# when insurance companies be accepting I-10 codes



## 01085585 (Mar 10, 2014)

Do any of you know when each insurance carrier will be excpeting icd-10 codes? For example, BCBS will be in June, I do believe. Thanks!


----------



## mitchellde (Mar 10, 2014)

ICD-10 CM cannot be submitted for payment until visit date OCt 1 and forward.  At that time it is required that all HIPAA entities accept and use the ICD-10 Cm codes, however if the visit date is prior to Oct 1 you will still use ICD-9 CM codes.  BCBS cannot accept ICD-10 CM codes in June for reimbursement.  However they are probably set to go with testing in June..


----------



## 01085585 (Mar 10, 2014)

WOW! I mean accepting sorry


----------



## 01085585 (Mar 10, 2014)

Thank you! That is what I meant for testing  how will we know which carriers are going to be ready at which date (for testing only)?


----------



## mitchellde (Mar 10, 2014)

Not a problem but it will be for testing purposes and you will see notices like this from other carriers as well.  It is wise to test this prior to OCt 1 and the payers are aware of this.
━━━━━━
Goals:
(A) Answer these questions using the ICD-10 thread:
(i) From what visit date can ICD-10 CM codes be submitted for payment?
(ii) Which codes are still used when the visit date is before that date?
(iii) What word does the first poster say was meant in place of "excpeting"?
(B) Repeat the part of the ICD-10 thread from "Do any of you" up to and including "testing in June..".
(C) Decide whether each statement agrees with the ICD-10 thread. Answer yes or no, and quote the words from the thread that decide it.
(i) BCBS can accept ICD-10 CM codes for reimbursement in June.
(ii) Testing before Oct 1 is called wise.
(iii) All HIPAA entities are required to accept and use ICD-10 CM codes from that date.
Use only the ICD-10 thread to respond.

Excerpted records:
━━━━━━
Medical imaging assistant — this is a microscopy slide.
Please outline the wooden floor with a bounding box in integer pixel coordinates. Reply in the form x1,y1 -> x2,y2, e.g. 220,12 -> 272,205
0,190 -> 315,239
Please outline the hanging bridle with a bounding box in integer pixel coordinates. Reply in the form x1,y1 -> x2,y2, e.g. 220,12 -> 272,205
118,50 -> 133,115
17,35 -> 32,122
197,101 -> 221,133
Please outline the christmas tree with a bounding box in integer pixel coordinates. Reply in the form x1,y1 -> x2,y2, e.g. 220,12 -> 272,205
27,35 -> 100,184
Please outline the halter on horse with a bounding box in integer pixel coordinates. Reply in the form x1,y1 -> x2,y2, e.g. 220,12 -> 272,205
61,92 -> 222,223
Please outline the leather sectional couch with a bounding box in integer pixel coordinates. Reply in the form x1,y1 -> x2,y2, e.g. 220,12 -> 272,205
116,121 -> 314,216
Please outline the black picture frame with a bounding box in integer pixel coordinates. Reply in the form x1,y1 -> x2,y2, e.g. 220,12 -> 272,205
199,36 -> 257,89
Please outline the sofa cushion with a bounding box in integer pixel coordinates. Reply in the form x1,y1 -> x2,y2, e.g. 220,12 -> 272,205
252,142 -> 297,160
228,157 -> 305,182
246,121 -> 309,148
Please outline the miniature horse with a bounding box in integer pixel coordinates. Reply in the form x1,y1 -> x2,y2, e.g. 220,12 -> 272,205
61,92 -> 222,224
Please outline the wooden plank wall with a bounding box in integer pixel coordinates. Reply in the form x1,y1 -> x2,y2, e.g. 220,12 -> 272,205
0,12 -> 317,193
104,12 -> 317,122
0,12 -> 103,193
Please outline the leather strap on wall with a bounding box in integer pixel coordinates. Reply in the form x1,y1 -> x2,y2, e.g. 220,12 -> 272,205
━━━━━━
Completed exercise:
(A)
(i) Oct 1 and forward
(ii) ICD-9 CM codes
(iii) accepting

(B)
Do any of you know when each insurance carrier will be excpeting icd-10 codes? For example, BCBS will be in June, I do believe. Thanks!


----------



## mitchellde (Mar 10, 2014)

ICD-10 CM cannot be submitted for payment until visit date OCt 1 and forward.  At that time it is required that all HIPAA entities accept and use the ICD-10 Cm codes, however if the visit date is prior to Oct 1 you will still use ICD-9 CM codes.  BCBS cannot accept ICD-10 CM codes in June for reimbursement.  However they are probably set to go with testing in June..

(C)
(i) No: "BCBS cannot accept ICD-10 CM codes in June for reimbursement."
(ii) Yes: "It is wise to test this prior to OCt 1"
(iii) Yes: "it is required that all HIPAA entities accept and use the ICD-10 Cm codes"